:: EXERCISE REQUIREMENTS ::
In the data below, find the line that contains "of the pink" and the line that contains "the bee middle". Copy both, plus every line between them, exactly.

:: EXERCISE INPUT ::
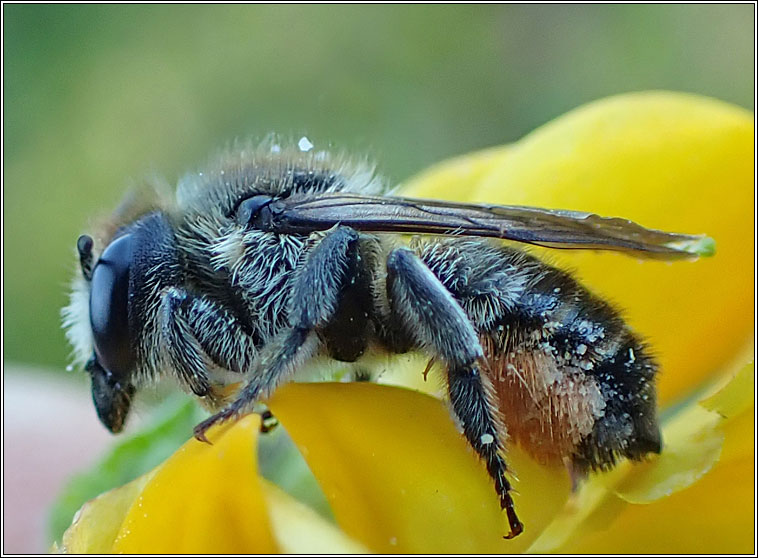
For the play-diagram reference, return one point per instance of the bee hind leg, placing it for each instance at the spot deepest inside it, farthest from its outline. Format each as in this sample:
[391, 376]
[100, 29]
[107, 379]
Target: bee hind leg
[426, 308]
[315, 299]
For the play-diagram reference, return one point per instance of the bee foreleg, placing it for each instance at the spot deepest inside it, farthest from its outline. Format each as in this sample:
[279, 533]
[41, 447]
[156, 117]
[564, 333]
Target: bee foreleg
[314, 300]
[182, 348]
[430, 313]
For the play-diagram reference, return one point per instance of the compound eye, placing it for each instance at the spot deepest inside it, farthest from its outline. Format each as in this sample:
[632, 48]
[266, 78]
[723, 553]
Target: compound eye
[109, 313]
[248, 209]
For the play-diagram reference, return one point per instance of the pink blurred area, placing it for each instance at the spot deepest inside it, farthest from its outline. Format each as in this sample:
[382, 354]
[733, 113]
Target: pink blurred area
[50, 432]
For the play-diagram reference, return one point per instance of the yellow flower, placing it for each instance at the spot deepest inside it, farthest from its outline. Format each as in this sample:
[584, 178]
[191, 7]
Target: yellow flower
[397, 474]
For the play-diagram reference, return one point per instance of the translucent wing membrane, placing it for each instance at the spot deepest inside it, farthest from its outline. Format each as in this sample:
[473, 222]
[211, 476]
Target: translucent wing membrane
[543, 227]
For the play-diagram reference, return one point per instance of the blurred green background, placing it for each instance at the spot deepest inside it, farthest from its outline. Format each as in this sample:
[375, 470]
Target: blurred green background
[98, 96]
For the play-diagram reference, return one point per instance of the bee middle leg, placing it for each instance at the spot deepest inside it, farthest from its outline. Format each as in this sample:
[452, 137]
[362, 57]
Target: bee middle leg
[315, 299]
[426, 308]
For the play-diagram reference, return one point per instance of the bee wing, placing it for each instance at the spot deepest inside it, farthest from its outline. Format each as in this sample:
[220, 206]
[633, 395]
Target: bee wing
[532, 225]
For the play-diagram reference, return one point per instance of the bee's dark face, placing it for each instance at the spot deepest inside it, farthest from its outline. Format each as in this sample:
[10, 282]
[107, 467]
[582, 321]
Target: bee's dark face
[113, 361]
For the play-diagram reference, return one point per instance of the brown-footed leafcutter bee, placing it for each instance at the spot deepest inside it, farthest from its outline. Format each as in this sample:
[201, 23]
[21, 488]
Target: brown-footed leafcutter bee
[274, 255]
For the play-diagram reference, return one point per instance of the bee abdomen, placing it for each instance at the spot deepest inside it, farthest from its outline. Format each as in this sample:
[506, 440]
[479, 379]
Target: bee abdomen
[572, 381]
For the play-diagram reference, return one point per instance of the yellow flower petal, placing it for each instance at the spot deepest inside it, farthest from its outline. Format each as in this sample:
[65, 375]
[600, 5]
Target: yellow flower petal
[203, 499]
[300, 530]
[671, 161]
[689, 500]
[400, 478]
[97, 524]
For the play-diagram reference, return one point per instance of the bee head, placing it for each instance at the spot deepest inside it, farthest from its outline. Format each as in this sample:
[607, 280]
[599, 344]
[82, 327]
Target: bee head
[113, 359]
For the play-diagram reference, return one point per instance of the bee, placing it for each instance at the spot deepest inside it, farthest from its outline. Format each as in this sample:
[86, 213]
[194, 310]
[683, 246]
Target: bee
[275, 255]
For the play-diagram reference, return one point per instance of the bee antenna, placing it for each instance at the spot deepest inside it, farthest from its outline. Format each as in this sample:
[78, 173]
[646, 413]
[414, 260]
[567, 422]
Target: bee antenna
[84, 247]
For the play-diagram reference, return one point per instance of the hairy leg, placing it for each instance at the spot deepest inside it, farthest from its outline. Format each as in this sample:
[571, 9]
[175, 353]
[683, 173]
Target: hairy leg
[314, 301]
[431, 314]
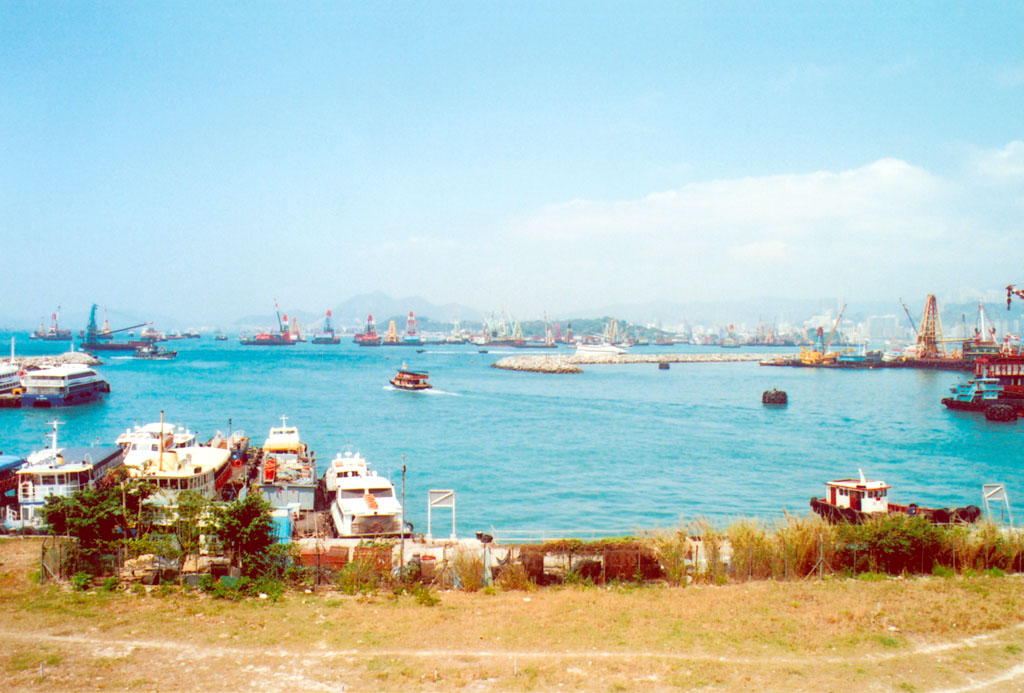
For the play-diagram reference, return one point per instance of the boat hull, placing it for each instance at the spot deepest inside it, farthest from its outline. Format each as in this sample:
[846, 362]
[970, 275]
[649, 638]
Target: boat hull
[836, 514]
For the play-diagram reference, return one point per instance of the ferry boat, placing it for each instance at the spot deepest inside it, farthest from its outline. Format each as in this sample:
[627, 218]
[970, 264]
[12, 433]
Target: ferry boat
[62, 386]
[9, 464]
[141, 442]
[199, 469]
[975, 395]
[53, 333]
[288, 470]
[154, 353]
[411, 380]
[364, 504]
[858, 500]
[57, 471]
[369, 336]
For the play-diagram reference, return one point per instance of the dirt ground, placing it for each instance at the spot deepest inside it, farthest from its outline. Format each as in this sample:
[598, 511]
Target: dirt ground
[898, 635]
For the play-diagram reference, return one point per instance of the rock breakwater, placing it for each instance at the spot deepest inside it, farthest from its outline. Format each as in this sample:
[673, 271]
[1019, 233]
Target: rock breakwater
[571, 362]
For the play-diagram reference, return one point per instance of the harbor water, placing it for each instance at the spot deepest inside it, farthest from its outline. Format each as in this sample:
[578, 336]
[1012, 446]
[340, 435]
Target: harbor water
[614, 448]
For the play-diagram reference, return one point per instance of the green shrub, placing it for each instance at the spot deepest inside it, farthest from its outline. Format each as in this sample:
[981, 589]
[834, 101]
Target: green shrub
[81, 580]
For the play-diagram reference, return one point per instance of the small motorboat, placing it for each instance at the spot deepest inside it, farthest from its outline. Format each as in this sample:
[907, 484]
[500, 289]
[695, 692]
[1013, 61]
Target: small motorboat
[411, 380]
[153, 352]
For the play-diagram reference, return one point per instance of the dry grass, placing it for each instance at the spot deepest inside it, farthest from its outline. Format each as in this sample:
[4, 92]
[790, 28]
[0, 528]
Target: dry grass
[759, 635]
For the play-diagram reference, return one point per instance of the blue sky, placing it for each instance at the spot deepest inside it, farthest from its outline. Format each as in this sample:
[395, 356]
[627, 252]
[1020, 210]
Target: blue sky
[201, 160]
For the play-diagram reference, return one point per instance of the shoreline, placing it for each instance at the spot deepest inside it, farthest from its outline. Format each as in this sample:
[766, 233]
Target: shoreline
[571, 362]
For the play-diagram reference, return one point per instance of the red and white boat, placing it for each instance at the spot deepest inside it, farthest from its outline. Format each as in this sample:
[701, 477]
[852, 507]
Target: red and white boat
[856, 501]
[411, 380]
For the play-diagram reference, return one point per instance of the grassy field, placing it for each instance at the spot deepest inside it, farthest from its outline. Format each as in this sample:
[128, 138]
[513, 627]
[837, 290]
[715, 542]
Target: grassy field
[886, 635]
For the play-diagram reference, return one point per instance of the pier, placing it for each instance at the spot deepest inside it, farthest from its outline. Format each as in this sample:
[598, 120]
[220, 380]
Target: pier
[572, 362]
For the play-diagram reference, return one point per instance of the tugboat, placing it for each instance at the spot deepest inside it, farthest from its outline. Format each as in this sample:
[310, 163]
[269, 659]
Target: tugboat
[856, 501]
[411, 380]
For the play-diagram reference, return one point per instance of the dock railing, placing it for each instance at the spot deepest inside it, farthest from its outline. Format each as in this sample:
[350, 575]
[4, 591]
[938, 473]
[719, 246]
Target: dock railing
[540, 535]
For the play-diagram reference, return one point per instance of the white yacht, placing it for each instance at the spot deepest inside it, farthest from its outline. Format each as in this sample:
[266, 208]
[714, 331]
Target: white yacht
[57, 471]
[288, 472]
[365, 504]
[140, 442]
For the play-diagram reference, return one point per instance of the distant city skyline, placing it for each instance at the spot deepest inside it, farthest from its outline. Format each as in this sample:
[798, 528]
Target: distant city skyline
[198, 162]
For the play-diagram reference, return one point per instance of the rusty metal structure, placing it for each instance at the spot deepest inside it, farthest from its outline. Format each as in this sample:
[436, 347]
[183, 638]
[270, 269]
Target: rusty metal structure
[930, 342]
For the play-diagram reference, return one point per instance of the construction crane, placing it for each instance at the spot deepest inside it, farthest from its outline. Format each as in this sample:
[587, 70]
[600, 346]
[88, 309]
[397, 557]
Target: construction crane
[1011, 292]
[908, 316]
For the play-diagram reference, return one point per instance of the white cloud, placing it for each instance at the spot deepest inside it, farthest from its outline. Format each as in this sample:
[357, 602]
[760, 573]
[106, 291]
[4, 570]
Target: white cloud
[881, 230]
[1005, 163]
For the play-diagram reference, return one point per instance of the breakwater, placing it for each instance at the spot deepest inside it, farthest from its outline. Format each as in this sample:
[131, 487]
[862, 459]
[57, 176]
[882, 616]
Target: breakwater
[572, 362]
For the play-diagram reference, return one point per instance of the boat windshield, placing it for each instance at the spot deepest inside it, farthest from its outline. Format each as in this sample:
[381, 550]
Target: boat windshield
[359, 492]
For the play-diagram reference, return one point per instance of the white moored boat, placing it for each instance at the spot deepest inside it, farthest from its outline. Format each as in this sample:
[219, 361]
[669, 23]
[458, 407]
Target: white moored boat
[365, 504]
[57, 471]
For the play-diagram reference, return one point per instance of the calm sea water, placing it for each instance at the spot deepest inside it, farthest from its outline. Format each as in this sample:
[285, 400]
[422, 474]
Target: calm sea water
[620, 447]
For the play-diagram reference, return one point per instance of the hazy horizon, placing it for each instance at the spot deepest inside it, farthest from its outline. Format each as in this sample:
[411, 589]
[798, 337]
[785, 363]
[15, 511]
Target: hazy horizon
[200, 161]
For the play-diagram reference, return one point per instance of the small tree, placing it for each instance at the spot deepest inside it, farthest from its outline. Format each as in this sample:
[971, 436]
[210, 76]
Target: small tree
[100, 518]
[247, 532]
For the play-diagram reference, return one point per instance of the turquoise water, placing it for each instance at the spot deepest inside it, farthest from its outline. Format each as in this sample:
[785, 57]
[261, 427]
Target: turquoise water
[619, 447]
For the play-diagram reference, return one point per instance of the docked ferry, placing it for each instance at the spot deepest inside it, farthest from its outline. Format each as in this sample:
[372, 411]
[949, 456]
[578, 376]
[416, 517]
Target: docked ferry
[365, 504]
[62, 386]
[288, 472]
[57, 471]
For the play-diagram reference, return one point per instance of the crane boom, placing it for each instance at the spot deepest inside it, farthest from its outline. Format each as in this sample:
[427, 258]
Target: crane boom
[908, 316]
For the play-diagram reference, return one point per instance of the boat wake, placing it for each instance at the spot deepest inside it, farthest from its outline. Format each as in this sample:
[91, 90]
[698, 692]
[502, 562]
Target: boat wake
[431, 391]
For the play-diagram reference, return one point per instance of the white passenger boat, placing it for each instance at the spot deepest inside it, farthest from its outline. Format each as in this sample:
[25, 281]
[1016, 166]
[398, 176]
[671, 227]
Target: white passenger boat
[57, 471]
[365, 504]
[344, 465]
[288, 471]
[62, 385]
[140, 442]
[199, 469]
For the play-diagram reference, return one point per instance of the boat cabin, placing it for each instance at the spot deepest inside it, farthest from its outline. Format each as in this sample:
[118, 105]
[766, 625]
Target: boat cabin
[861, 494]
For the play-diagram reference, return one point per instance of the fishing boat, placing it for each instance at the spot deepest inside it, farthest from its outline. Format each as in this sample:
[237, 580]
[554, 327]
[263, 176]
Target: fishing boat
[369, 336]
[62, 386]
[364, 504]
[57, 471]
[856, 501]
[288, 470]
[53, 333]
[154, 353]
[411, 380]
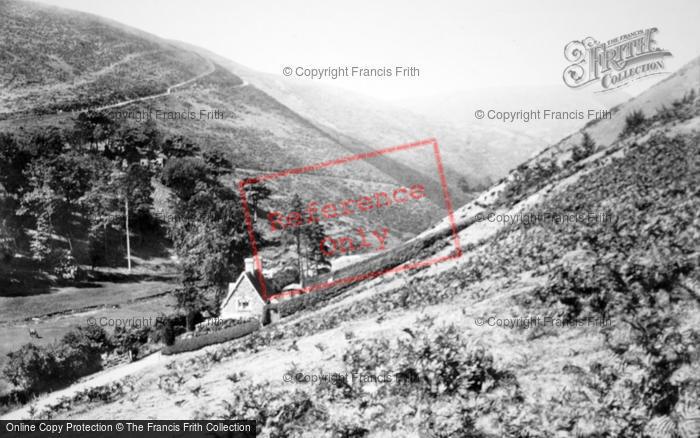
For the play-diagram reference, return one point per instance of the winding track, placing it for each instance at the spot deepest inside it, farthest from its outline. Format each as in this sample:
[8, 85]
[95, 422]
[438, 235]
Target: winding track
[167, 92]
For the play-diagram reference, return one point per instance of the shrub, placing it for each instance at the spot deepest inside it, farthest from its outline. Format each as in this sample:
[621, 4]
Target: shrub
[32, 368]
[130, 339]
[217, 337]
[79, 352]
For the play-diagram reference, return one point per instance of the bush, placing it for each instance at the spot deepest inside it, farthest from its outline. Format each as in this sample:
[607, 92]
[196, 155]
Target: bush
[217, 337]
[34, 369]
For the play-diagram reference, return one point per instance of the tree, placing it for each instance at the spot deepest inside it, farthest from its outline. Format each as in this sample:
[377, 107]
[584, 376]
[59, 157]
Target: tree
[179, 147]
[257, 192]
[185, 176]
[297, 204]
[634, 122]
[207, 230]
[585, 149]
[464, 185]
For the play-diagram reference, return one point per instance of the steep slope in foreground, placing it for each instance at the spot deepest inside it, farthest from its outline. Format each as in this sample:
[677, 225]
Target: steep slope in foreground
[545, 327]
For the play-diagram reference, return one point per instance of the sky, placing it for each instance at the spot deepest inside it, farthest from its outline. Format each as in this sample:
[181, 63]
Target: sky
[455, 44]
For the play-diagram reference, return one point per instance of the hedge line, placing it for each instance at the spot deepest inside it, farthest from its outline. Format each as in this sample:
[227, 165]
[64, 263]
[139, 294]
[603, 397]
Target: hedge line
[217, 337]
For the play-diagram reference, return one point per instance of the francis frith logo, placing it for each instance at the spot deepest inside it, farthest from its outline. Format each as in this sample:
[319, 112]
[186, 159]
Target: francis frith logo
[616, 62]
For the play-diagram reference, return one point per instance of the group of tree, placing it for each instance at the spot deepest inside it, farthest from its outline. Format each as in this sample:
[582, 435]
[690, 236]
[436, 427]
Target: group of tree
[83, 183]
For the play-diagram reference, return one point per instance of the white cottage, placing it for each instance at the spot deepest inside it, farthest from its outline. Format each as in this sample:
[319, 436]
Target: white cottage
[244, 298]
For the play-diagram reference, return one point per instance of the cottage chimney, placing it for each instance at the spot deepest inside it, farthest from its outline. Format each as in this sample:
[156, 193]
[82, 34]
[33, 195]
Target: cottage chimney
[249, 265]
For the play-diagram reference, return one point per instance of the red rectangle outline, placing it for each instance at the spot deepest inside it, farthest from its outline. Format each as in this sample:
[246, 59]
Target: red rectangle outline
[343, 160]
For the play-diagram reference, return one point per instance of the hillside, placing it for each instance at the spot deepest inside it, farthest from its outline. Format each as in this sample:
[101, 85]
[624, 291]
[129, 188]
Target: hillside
[545, 326]
[472, 151]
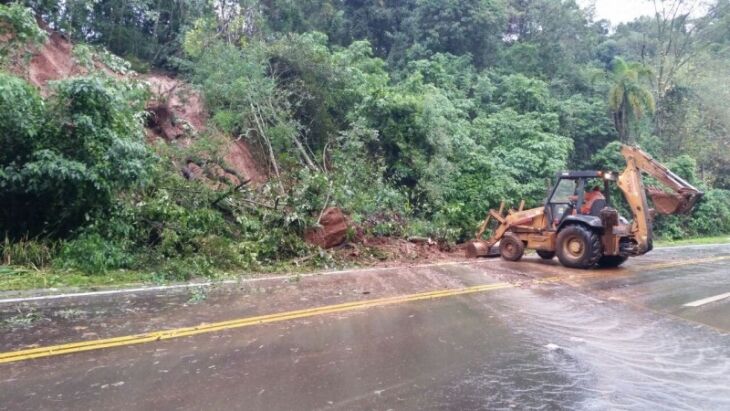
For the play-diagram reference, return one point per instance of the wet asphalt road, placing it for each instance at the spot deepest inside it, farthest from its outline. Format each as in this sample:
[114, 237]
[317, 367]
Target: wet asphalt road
[557, 339]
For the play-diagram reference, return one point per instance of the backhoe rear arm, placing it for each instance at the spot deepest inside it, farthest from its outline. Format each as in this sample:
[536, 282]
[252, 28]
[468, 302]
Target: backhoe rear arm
[630, 182]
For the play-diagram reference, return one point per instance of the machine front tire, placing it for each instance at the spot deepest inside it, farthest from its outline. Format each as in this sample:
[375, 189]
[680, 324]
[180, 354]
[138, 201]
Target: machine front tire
[611, 261]
[511, 248]
[578, 247]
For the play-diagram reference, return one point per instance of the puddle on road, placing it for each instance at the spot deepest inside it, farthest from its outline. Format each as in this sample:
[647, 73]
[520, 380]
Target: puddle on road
[587, 354]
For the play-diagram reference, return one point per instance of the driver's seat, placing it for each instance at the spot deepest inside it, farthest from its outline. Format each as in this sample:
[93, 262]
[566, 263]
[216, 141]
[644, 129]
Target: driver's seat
[597, 206]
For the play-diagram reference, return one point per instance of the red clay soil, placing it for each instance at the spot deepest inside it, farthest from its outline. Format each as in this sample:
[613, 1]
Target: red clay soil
[177, 102]
[389, 251]
[177, 110]
[53, 61]
[238, 156]
[332, 231]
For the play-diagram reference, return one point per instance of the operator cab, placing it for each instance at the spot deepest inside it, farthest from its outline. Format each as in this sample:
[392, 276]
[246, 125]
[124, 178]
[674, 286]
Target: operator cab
[576, 192]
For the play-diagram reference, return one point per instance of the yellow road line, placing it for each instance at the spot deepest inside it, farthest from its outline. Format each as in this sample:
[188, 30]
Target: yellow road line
[76, 347]
[81, 346]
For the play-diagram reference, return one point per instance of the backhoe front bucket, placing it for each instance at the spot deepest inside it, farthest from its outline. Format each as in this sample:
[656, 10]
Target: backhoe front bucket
[669, 203]
[481, 248]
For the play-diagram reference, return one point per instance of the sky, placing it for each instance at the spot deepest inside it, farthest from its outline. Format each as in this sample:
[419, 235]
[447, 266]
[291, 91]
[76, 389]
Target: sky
[620, 11]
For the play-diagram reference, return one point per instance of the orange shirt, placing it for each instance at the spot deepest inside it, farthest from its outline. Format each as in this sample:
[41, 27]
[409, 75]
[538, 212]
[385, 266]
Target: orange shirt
[589, 198]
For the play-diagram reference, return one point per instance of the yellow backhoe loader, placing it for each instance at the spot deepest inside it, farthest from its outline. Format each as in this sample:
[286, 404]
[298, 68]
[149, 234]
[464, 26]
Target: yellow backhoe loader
[578, 223]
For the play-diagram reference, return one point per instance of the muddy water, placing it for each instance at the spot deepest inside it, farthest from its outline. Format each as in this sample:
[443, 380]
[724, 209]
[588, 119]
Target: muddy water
[588, 354]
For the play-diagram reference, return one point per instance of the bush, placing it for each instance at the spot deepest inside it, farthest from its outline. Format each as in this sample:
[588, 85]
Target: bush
[92, 254]
[32, 253]
[66, 160]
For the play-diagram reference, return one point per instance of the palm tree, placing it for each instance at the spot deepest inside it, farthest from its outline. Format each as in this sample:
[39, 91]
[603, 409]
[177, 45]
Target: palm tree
[628, 98]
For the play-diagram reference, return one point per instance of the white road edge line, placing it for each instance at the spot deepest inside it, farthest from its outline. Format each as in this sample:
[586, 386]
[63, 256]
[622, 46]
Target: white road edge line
[224, 282]
[707, 300]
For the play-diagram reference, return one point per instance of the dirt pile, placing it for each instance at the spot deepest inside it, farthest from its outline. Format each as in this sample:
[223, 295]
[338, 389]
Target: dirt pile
[175, 107]
[177, 111]
[53, 61]
[332, 230]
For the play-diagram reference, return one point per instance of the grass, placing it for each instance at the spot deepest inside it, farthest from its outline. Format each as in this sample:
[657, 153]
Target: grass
[18, 278]
[694, 241]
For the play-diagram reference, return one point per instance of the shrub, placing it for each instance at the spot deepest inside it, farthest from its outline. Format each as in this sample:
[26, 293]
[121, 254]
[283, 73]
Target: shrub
[28, 252]
[67, 160]
[93, 254]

:: ANSWER TO THIS TASK ::
For the play-diagram reference, return one point per instance of the pink blurred area, placing it for each instance at the spot deepest inside it, farthest from its outline. Format each as in this sample:
[382, 354]
[733, 113]
Target: pink blurred area
[50, 432]
For the play-diagram reference, return one point per instance of the yellow flower, placing it for each instance at the spot deepest inside it, farthest from its outline. Format each as in this sample:
[584, 178]
[191, 7]
Target: yellow flower
[397, 474]
For the play-diagram reference, return one point per instance of the translucent wing membrane, placing it for each instance at the spot deepest inside it, farthest from its outline. Format each as in this sample:
[473, 222]
[211, 476]
Target: translucent wing membrane
[543, 227]
For the play-diagram reference, return one point per instance of the blurred green background, placing it for each instance at the spot deepest inside it, farthest from its outline. Format each as in this sample:
[375, 470]
Target: blurred green background
[98, 96]
For the play-diagram reference, return one point per instance of the bee middle leg, placing it for each instance at the spot deepest inside it, farthest from its outline. Format each as in this sample:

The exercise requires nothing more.